How Twins Revive Spiritual Heritage Throbbing Syncretism

Narrative and photographe by Prithvijeet Sinha

Lucknow bears the identity of an old soul always beholding glory and cultural heydays that have not altogether faded. The afterglow of its architecture, spiritual antecedents rarely misses the mark. After being pulverized by the lost revolution of the First War of Independence (1857), it transmuted its fearless legend to the present day, it’s hard not to think about the city’s twin children who breathe new life to it.

Shah Najaf Imambara and Sibtainabad Imambara are nestled just ten minutes away from each other within the historic and unmistakable centre of Lucknow- Hazratganj. But they cannot be summarised in pithy words. For if serenity draws us closer to our own tranquil and fuller selves, they play a huge part in orienting us towards a spiritual life that’s almost impressionistic.

Built under the aegis of Nawab Ghazi-ud-Din Haider in 1818, Shah Najaf Imambara derives its name from Shah-e-Najaf (King of Najaf), leaning towards its Shia origins and a place of spiritual importance in erstwhile Iran. Once again, these imambaras/ mausoleums were made in such formative fashion that the distinction between a royal estate and a resting place for architects of the region almost blurred. Today, it’s taken as the burial place of Nawab Ghazi-ud-Din Haider and some other pivotal family members. But on every occasion where the spirit meets holy chants and inner emotions especially during Muharram, Shah Najaf Imambara celebrates human valour to let the timeless strains stir those that need history to guide the present.

Two doorways usher us towards the main structure. The first has two lions almost standing as eternal sentinels while the second one has arched designs, windows in striking sky blue and turrets to welcome us. Then, past a garden and symbols of umbrellas and pillars on both sides, we enter the domed structure with a golden spire. The initial architectural framework has a miniature castle-like arrangement and pillars. Then the unique indoors open to wide verandahs, huge walls resembling those of a palace while stained glass windows and floral patterns catch our eyes.

We walk around and behold the sunshine. Pigeons make their passage like unobtrusive guides. It’s once we enter the main hall of the Imambara that its richness finds heft and visual import. Intricate doorways in black open the way to the sanctum where colours shimmer and add lustre to portraits of erstwhile kings.

Here tazias (handmade religious symbols), chandeliers, gilded mirrors and clocks, tapestries, lanterns, Quranic verses engraved on walls and pillars evince an aura of holding everything in a single space. Yet they never overwhelm the assortment. From the high roof with circular vents, light floods this space as green and gold filigrees shimmer admiration for the craft. Gold, green, black, white are the prominent colours expediting a unique spiritual leadership. We come here to capture serenity in our pulses, quieting our anxious throb. Shah Najaf Imambara commences that sojourn in true humbling fashion. It’s said that the thick walls around the central mosque withstood the heavy gun fires of the Rebellion of 1857. Looking at this centre of secularism today, it’s obvious there’s some extraordinary strength that still radiates power and integrity.

Then walking towards the further center of Hazratganj which is bustling and still lively with the rhythms of an active day, we reach the other spiritual cousin which is the Sibtainabad Imambara. Here too, dual gateways, one that begins amid the main market area and the other that leads us further to the main structure, are attractions in their own individual right. Then commanding a centre surrounded by a few residences styled in an exquisite classical style is a white mosque, Sibtainabad Imambara, raised on an eight-foot platform navigated by steps. Its historical continuum is still intact and that is why it’s so fascinating.

> **Stated task A**
Return the records exactly as they stand, starting at the line containing "# point at: distant" and ending at the last line of the records.

(Image object location records)
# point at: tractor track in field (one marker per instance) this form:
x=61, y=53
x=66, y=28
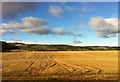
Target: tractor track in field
x=45, y=64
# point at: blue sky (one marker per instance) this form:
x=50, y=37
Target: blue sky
x=63, y=23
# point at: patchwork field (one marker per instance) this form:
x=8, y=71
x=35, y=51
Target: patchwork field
x=61, y=65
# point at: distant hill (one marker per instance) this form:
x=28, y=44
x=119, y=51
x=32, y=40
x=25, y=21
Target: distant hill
x=39, y=47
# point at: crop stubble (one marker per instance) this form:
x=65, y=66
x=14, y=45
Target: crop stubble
x=65, y=65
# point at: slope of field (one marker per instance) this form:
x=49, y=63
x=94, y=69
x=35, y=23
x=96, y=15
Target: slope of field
x=62, y=65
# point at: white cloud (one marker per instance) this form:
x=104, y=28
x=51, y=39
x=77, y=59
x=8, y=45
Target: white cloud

> **Stated task B**
Condense the paragraph of the article on the Lucknow imambaras that begins "Two doorways usher us" into a short bulleted list, keeping its main facts.

> **Task response A**
# point at: distant hill (one marker per instance) this form:
x=28, y=44
x=119, y=51
x=32, y=40
x=25, y=21
Target: distant hill
x=39, y=47
# point at: crop stubble (one marker per instance) this form:
x=65, y=66
x=14, y=45
Target: crop stubble
x=65, y=65
# point at: slope of field (one marker per instance) this form:
x=49, y=63
x=94, y=69
x=35, y=23
x=96, y=15
Target: slope of field
x=62, y=65
# point at: white cloud (one marker per instance) this form:
x=104, y=28
x=51, y=39
x=77, y=59
x=8, y=45
Target: white cloud

> **Task response B**
- Two doorways lead to the main structure. The first has two lions standing like sentinels. The second has arched designs, sky-blue windows and turrets.
- Beyond a garden, with symbols of umbrellas and pillars on both sides, stands the domed structure with a golden spire.
- The initial architectural framework has a miniature castle-like arrangement and pillars.
- Inside are wide verandahs, huge palace-like walls, stained glass windows and floral patterns.